Exercise A:
In the article on fitness influencers, what three effects can come from constantly comparing your body and results to someone else's?
Exercise B:
Update the article on fitness influencers between "Skip The Program" and "for their channels.", inclusive, putting "fast dollar" in place of "quick buck".

Extracted text:
:::

Most of us are looking for the next great way to help our bodies get into shape, stay fit and feel better. Participating in fad diets and following unworthy fit fitness influencers are traps we fall into easily, though, because of the hype and flair certain brands instinctively carry. Some of these can be harmless, but often time products and programs can be incredibly dangerous. It’s critical that we test and challenge any highly popular trend in fitness before we try them out.
Here are some tips to help you understand which influencers are in it for the right reasons and which ones might just be in it for the money and the likes.
Skip The Program And Supplement Sellers
The first and probably easiest test of who’s a bad influence in your fitness stream is this one: who’s selling programs and supplements at every turn. These folks are just in it for the quick buck, in most cases and aren’t that concerned about what’s best for you, but rather what’s best for their channels.
That’s not to say positive fitness figures can’t occasionally let you know about great products and programs they love (that is, after all, part of a “good” partnership!). They just won’t be trying to sell you something in every post.
Find fitness influencers and role models who offer a lot of free scientifically backed advice, body-positive messages and practical tips.
Cut The Comparative Gals And Guys
You know you see these folks everywhere on social media: the before-and-after folks. We’re not talking about your friend who’s been working out for six months and tosses on that old bikini for the pics – we’re talking influencers.
The reason it’s recommended you avoid these folks is not necessarily that they’re doing anything wrong, but rather because constantly comparing your own body and results of your hard work to someone else’s can result in social anxiety, depression and feelings of inadequacy. Your progress will look different than everyone else’s.
You’ll also want to strongly consider skipping those influencers who always wear makeup and use tons of filters on their photos and videos. Editing a shot is fine, but filtering so that everything looks magical and unrealistic all the time? That implies manipulation of some kind.

:::

Given data:
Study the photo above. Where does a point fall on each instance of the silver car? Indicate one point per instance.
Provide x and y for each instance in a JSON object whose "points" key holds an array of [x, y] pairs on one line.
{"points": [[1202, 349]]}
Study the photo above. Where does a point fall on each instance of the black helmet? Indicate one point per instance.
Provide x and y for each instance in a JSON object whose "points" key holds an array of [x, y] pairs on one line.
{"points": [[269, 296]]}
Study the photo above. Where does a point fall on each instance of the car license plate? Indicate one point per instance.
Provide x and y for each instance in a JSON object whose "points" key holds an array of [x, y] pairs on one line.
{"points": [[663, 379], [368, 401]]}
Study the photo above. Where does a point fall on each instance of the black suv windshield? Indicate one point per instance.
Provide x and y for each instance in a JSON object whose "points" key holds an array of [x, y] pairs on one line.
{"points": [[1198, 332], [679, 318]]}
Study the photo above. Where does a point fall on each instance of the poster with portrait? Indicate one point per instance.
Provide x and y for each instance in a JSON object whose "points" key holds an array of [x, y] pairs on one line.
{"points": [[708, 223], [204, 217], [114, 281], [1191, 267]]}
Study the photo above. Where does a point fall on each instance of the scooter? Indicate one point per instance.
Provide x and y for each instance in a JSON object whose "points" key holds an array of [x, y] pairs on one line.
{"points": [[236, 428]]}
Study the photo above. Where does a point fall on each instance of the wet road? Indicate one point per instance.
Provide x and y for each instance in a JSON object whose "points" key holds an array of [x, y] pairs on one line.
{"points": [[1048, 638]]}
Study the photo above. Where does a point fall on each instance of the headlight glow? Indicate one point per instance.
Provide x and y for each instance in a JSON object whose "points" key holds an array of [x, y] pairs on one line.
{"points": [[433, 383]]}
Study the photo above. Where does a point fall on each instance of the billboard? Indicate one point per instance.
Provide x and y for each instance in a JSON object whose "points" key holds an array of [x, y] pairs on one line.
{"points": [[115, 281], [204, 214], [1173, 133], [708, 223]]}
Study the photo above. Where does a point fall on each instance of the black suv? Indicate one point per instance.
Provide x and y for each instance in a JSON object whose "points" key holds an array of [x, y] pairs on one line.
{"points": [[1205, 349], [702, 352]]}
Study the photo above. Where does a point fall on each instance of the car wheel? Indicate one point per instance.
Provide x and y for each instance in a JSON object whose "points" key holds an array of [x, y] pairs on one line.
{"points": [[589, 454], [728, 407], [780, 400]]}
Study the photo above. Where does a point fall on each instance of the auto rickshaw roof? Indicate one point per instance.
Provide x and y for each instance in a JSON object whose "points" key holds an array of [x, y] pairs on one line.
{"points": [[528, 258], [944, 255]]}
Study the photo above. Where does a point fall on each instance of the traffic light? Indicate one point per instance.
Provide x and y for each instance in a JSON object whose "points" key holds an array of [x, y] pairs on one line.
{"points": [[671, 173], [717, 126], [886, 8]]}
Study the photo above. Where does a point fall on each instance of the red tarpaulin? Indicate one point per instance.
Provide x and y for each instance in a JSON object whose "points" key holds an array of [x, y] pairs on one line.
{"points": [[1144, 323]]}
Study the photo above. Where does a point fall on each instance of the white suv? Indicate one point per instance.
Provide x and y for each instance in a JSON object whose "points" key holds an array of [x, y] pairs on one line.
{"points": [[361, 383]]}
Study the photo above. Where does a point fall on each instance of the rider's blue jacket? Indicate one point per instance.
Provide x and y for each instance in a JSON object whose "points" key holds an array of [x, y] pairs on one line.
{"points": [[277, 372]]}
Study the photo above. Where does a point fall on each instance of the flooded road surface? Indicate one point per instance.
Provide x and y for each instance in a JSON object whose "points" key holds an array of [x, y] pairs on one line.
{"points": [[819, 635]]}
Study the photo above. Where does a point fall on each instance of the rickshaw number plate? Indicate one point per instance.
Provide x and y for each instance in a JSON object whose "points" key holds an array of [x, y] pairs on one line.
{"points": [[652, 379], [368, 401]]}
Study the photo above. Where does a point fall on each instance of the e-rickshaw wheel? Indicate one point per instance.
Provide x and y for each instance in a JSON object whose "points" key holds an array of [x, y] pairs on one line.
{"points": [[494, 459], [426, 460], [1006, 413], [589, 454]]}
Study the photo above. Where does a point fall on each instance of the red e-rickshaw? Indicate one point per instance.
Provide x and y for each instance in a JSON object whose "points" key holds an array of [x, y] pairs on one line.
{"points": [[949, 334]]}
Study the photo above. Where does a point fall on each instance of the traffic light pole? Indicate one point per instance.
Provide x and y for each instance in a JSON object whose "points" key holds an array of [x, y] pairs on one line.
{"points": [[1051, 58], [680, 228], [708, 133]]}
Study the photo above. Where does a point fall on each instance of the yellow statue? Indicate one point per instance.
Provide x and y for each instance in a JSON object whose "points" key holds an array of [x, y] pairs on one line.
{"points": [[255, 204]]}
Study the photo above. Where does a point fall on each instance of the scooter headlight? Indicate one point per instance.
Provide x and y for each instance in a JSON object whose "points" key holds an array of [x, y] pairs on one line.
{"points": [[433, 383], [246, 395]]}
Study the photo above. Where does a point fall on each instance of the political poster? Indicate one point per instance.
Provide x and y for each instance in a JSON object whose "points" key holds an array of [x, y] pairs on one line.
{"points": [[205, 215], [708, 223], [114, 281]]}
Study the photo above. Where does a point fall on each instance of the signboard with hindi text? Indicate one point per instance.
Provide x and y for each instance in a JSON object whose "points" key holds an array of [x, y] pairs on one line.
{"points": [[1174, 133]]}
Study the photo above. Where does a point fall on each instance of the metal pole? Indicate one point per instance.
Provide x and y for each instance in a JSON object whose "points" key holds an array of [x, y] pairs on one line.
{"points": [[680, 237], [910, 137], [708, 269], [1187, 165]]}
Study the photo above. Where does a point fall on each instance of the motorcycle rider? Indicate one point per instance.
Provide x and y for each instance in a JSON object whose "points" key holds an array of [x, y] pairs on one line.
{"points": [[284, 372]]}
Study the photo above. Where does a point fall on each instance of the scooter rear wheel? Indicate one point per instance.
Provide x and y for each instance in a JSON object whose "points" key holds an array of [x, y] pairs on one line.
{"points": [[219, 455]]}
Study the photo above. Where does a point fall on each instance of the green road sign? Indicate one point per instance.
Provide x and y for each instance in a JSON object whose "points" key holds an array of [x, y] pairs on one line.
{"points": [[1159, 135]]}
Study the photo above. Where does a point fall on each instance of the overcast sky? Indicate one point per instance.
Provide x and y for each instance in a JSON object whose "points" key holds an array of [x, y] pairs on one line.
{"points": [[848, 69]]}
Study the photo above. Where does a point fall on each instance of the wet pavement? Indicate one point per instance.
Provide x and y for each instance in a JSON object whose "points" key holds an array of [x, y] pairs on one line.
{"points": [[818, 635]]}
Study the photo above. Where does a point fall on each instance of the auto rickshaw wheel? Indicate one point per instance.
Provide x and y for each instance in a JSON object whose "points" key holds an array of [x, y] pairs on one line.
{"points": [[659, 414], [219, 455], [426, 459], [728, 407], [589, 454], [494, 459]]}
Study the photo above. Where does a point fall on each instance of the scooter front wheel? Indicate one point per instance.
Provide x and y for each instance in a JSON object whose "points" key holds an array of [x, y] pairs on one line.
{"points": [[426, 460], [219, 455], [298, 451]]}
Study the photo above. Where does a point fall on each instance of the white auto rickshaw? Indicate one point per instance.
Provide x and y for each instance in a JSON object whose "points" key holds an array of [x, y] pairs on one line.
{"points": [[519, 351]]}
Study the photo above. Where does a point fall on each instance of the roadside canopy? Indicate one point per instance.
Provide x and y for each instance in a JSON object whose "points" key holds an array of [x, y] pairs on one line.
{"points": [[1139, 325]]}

:::

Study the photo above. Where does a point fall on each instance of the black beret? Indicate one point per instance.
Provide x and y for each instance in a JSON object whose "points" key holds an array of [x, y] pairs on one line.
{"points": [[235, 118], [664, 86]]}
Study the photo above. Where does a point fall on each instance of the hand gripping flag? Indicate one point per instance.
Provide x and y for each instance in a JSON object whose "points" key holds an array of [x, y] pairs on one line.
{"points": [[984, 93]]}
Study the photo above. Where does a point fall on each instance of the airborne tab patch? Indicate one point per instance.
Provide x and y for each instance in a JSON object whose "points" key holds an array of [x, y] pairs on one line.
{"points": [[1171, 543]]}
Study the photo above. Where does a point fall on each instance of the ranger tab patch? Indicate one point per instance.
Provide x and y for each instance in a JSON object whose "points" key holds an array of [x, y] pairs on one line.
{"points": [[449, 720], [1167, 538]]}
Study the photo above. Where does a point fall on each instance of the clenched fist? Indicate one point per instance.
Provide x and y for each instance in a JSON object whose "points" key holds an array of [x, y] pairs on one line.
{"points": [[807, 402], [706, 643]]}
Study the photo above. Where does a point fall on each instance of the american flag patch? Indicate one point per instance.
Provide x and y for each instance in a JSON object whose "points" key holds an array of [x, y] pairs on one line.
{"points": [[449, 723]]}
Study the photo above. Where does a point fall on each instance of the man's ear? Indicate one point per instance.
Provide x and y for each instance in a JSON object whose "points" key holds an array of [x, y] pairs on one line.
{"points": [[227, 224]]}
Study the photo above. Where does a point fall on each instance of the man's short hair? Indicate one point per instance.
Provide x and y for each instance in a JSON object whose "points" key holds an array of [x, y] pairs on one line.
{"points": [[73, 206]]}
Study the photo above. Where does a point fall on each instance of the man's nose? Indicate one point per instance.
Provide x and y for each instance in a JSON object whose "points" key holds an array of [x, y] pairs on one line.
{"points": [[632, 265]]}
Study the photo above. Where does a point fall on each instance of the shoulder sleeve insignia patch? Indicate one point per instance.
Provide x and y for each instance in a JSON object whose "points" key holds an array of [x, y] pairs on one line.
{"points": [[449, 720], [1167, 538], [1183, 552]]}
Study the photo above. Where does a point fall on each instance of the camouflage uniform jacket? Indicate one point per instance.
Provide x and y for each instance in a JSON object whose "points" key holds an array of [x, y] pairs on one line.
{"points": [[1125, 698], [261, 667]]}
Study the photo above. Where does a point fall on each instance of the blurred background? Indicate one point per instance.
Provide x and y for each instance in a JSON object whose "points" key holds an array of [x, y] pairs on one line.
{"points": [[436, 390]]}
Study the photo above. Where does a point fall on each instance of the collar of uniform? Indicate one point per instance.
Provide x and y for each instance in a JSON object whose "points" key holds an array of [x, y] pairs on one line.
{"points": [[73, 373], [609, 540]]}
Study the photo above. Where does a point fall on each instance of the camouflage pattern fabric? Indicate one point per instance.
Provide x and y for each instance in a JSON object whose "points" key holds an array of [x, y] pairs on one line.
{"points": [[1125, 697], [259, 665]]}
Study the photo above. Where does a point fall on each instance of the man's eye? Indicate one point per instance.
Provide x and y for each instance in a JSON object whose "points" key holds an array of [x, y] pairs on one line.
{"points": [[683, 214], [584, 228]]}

:::

Written reply A:
Social anxiety, depression and feelings of inadequacy.

Written reply B:
Skip The Program And Supplement Sellers
The first and probably easiest test of who’s a bad influence in your fitness stream is this one: who’s selling programs and supplements at every turn. These folks are just in it for the fast dollar, in most cases and aren’t that concerned about what’s best for you, but rather what’s best for their channels.